=== Set exercise ===
Could you return, unchanged, the lines that begin with the one containing "Trace the outline of every instance of the granite" and end with the one containing "[[86,100],[84,101],[84,106],[82,107],[82,110],[90,110],[88,101]]", including both of those lines?
* BEGIN Record list *
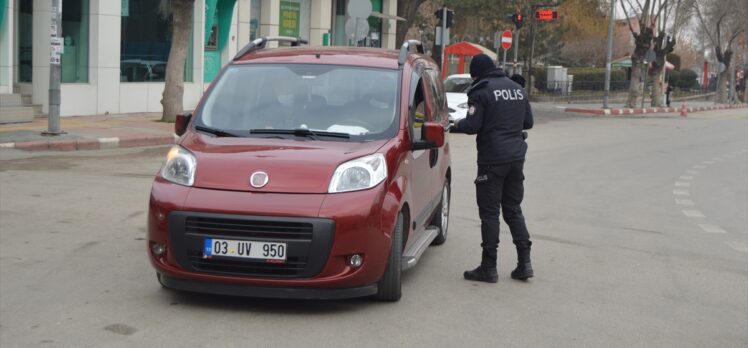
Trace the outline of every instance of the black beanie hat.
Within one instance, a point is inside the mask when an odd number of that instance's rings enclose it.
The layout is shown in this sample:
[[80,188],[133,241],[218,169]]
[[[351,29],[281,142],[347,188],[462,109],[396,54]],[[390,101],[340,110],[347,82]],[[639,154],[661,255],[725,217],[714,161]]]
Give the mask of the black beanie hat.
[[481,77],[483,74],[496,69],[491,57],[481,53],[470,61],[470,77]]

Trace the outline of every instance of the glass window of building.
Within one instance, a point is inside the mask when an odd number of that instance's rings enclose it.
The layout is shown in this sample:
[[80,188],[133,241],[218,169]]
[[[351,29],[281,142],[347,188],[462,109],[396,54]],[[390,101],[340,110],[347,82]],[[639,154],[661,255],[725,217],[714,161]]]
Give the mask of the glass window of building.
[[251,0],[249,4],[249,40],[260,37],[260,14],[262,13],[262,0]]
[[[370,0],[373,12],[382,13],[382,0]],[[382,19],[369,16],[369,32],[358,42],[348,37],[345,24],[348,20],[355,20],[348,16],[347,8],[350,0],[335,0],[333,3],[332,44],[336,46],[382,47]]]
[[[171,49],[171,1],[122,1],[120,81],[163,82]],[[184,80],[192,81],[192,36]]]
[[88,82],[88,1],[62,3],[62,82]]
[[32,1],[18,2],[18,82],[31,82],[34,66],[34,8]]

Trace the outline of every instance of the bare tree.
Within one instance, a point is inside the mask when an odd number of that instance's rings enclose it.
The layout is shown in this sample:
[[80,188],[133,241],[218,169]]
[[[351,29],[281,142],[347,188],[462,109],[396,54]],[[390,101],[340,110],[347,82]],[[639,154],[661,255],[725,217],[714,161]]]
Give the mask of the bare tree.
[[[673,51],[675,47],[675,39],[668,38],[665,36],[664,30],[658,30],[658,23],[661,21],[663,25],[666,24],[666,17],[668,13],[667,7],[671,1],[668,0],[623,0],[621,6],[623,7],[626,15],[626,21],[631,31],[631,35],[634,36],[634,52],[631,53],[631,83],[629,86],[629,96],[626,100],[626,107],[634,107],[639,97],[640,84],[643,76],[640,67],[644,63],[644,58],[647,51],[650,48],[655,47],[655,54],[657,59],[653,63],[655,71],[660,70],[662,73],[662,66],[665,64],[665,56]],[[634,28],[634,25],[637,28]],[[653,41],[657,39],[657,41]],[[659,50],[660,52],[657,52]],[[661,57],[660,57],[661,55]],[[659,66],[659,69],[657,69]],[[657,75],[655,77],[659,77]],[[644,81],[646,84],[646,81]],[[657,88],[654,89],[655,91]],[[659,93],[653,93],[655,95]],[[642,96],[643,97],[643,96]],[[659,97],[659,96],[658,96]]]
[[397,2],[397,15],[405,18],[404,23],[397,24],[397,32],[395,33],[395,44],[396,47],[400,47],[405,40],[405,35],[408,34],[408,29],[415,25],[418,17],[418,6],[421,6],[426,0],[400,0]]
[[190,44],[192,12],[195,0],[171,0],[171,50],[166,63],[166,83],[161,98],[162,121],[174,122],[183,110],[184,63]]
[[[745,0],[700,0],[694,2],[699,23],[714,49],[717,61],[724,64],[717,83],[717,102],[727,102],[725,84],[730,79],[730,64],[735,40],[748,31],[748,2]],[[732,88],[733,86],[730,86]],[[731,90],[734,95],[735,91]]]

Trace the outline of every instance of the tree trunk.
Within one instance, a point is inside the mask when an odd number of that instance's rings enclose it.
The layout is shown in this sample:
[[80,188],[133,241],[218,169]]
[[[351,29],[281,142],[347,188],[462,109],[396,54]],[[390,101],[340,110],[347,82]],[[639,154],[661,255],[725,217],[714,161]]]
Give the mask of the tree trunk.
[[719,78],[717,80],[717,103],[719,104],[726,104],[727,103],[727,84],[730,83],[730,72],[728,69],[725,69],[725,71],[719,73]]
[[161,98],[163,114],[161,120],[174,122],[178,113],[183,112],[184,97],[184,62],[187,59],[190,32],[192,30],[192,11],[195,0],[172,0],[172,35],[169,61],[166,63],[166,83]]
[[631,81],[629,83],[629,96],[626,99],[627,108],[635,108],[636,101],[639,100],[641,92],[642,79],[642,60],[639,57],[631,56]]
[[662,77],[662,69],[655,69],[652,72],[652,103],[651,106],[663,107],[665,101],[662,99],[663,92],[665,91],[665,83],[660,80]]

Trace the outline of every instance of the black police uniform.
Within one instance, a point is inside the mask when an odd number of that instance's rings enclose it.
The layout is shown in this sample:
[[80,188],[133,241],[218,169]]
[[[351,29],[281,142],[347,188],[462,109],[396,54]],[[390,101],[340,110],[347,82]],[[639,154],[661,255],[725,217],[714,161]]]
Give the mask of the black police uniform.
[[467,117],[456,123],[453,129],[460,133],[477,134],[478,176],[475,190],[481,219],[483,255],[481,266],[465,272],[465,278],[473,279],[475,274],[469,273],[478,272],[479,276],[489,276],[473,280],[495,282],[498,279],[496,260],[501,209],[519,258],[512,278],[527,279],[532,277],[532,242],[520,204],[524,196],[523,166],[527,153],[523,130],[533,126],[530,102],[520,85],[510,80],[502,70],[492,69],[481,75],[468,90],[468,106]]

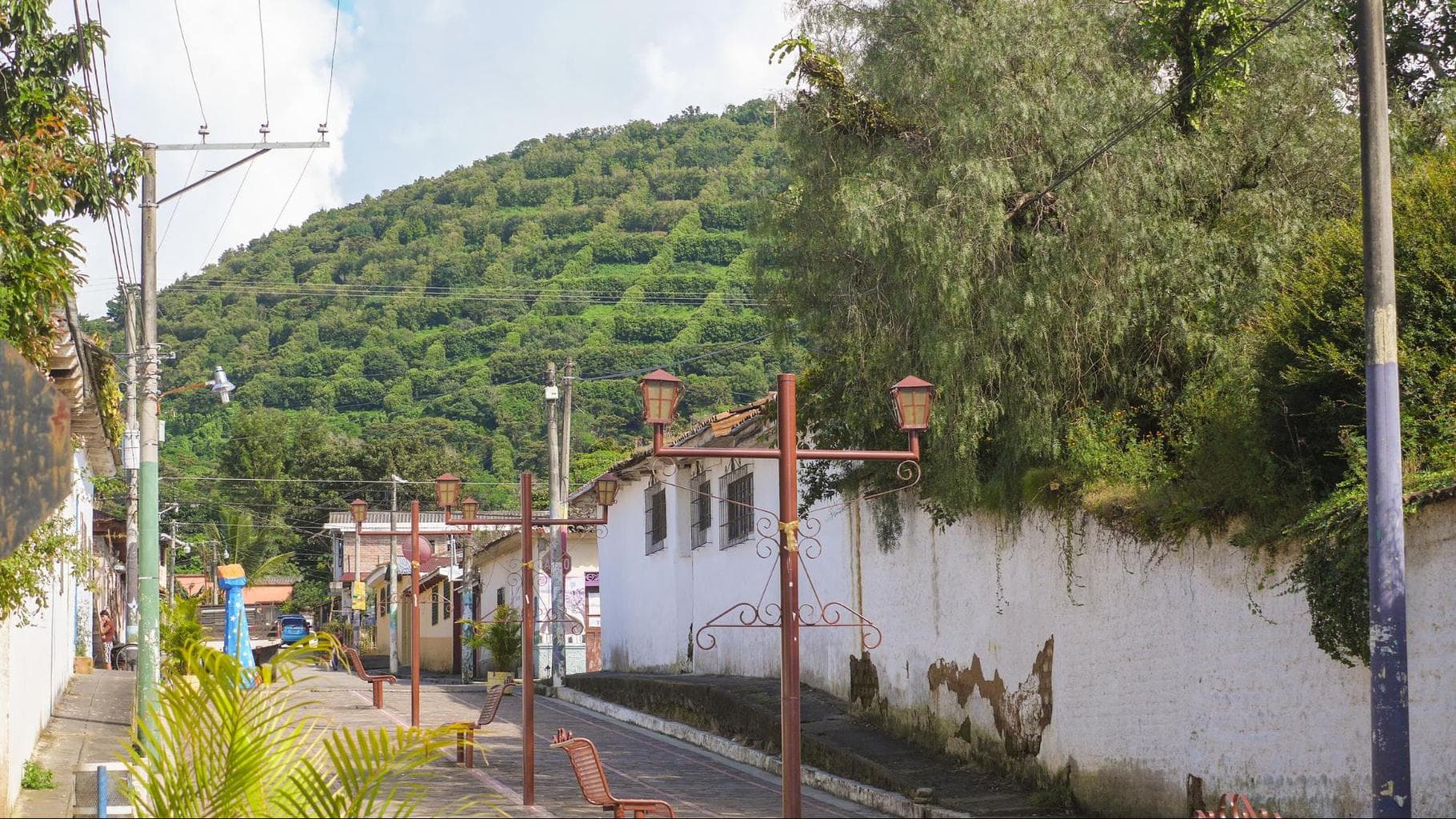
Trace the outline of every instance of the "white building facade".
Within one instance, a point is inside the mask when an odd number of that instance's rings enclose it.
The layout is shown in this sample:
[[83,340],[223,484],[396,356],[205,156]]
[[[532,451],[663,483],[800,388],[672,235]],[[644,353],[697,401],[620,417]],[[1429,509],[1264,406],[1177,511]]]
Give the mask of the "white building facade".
* END Record list *
* BEGIN Record list *
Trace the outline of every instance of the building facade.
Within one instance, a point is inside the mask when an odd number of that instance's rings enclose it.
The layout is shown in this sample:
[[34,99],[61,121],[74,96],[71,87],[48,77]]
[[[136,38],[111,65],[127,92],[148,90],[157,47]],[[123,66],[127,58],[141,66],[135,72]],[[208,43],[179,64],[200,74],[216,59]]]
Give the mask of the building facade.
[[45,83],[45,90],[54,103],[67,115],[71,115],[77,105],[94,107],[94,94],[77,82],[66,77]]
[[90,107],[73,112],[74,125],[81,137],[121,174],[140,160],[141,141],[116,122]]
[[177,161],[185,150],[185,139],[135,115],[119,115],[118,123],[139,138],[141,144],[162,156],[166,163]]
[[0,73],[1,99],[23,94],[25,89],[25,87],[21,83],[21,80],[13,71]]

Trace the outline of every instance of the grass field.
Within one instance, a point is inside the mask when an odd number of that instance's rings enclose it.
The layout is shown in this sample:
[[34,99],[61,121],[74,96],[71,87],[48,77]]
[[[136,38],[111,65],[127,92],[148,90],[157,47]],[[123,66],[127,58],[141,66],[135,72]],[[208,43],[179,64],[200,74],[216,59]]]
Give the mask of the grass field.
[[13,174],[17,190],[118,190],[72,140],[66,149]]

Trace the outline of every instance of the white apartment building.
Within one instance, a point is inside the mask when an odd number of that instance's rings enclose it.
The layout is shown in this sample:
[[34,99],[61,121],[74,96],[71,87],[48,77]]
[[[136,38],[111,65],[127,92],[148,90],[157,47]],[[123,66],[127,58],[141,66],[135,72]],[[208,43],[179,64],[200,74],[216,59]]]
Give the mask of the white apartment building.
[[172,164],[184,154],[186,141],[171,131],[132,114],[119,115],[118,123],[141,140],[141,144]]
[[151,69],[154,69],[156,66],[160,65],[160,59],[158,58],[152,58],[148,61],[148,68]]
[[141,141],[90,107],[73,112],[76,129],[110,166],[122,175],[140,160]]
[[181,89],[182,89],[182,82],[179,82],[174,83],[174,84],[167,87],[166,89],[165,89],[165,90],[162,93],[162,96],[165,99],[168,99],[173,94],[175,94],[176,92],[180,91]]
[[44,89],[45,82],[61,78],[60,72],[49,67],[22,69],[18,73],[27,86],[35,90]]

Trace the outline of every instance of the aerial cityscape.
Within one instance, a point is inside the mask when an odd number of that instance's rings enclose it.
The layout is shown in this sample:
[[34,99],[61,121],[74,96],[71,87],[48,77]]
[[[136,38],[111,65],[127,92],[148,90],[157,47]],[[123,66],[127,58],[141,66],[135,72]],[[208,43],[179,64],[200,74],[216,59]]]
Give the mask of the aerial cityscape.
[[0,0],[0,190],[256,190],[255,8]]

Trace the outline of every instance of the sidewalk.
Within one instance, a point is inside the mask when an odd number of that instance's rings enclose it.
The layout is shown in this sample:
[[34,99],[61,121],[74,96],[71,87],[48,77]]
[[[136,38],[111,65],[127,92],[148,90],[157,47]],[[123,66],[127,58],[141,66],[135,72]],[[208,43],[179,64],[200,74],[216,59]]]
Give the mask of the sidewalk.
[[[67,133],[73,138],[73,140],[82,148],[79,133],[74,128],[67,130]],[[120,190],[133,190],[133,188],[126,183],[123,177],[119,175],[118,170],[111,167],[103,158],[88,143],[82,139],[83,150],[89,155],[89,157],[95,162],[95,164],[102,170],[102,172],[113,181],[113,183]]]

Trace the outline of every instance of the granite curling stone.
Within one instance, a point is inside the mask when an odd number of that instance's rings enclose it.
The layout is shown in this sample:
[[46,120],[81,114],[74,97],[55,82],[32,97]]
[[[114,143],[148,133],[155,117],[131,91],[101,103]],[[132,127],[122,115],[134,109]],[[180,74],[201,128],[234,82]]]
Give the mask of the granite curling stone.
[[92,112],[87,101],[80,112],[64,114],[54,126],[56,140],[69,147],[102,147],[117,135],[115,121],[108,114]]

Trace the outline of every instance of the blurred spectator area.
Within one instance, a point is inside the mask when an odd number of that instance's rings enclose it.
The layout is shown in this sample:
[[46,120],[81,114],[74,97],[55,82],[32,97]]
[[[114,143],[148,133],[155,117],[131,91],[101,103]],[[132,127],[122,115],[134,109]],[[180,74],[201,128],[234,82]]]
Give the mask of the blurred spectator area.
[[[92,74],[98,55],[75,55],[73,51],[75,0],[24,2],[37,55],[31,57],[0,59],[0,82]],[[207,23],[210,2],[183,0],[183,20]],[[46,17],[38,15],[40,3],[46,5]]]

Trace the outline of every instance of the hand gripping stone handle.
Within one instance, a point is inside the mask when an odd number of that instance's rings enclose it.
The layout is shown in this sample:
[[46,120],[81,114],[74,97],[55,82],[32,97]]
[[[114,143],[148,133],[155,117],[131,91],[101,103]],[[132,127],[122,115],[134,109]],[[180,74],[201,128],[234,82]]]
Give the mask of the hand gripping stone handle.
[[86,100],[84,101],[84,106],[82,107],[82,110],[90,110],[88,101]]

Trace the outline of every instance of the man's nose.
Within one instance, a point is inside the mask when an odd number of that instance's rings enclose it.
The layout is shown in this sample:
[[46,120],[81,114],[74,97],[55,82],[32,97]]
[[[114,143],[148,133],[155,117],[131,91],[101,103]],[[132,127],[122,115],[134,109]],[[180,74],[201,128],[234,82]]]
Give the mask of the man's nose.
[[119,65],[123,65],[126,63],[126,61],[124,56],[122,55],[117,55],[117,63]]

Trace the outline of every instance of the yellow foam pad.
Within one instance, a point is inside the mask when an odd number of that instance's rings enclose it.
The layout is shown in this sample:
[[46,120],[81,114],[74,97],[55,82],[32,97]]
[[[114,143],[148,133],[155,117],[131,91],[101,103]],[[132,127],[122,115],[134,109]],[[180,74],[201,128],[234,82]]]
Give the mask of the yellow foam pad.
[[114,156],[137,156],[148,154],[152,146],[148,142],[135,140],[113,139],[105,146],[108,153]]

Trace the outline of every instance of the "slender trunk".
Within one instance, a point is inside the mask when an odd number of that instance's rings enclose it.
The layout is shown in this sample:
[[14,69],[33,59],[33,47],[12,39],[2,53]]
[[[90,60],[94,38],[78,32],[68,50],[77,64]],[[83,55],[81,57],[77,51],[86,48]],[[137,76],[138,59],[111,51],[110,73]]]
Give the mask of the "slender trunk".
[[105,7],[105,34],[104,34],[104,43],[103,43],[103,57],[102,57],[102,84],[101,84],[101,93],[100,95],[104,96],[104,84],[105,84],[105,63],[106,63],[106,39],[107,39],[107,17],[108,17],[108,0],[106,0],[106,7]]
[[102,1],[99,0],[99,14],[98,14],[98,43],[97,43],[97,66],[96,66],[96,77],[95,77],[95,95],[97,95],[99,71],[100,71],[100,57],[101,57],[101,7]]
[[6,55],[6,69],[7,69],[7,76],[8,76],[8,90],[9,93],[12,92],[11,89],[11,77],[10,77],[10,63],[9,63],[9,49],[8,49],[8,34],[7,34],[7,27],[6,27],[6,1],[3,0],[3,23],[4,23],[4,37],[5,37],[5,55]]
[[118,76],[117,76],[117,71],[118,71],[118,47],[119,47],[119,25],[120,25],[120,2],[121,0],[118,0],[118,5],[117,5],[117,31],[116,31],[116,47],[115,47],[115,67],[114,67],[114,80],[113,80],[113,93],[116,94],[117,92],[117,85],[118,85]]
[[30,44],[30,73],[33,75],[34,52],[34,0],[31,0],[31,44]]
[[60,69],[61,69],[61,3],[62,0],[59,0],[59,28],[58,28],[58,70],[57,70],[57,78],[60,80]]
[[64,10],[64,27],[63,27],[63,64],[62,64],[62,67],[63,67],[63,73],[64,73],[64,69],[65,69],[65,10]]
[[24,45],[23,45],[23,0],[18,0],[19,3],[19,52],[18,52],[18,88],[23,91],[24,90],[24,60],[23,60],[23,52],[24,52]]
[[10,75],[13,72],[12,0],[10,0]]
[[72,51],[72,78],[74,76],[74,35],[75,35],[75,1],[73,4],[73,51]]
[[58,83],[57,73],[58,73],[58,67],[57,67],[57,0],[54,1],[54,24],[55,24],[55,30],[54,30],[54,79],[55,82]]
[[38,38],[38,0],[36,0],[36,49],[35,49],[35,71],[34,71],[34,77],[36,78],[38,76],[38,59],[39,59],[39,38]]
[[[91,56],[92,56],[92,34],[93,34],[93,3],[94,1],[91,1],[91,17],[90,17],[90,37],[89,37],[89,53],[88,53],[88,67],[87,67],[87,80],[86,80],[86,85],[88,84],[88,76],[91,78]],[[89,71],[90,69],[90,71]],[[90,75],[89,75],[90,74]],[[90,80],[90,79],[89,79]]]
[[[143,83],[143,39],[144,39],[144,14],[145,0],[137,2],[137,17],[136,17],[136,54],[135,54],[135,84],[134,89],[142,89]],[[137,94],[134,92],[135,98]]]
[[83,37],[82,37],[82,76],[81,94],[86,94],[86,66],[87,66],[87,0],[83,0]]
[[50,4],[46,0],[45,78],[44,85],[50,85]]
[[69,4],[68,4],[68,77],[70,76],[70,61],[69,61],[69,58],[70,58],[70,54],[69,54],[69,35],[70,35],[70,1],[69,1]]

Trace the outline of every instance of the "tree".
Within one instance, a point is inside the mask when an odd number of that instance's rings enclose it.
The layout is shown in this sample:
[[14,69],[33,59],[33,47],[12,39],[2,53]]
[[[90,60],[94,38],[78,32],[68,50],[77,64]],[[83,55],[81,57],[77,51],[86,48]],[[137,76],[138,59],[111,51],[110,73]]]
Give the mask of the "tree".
* END Record list *
=== Result of the exercise ===
Trace the outline of every instance of the granite curling stone.
Within one instance, a point is inside the mask when an odd number of that instance's rings enclose it.
The layout is shown in this sample:
[[46,120],[81,114],[74,97],[55,82],[32,97]]
[[[114,143],[148,133],[155,117],[131,91],[101,103]],[[132,127],[122,115],[134,109]],[[180,74],[201,128],[234,82]]]
Give the mask of the granite curling stone.
[[92,112],[87,101],[80,112],[64,114],[54,126],[56,140],[69,147],[102,147],[117,135],[115,121],[108,114]]

Trace the outline of every instance of the blurred spectator area.
Within one instance, a point is inside the mask when an odd number of that instance's rings enclose it.
The layout is shown in this sample:
[[46,120],[81,114],[74,97],[55,82],[32,97]]
[[[114,143],[148,133],[155,117],[131,91],[101,103]],[[132,127],[122,115],[134,109]],[[180,74],[201,128],[234,82]]]
Give the mask of the blurred spectator area.
[[[92,74],[98,55],[75,55],[73,51],[75,0],[24,2],[37,55],[31,57],[0,59],[0,82]],[[207,23],[210,2],[183,0],[183,20]],[[46,17],[38,15],[40,3],[46,5]]]

Trace the outline of every instance of the hand gripping stone handle.
Within one instance, a point is inside the mask when an odd number of that instance's rings enclose it.
The layout is shown in this sample:
[[46,120],[81,114],[74,97],[55,82],[32,97]]
[[[114,143],[148,133],[155,117],[131,91],[101,103]],[[132,127],[122,115],[134,109]],[[180,74],[201,128],[234,82]]]
Give the mask of the hand gripping stone handle.
[[86,100],[84,101],[84,106],[82,107],[82,110],[90,110],[88,101]]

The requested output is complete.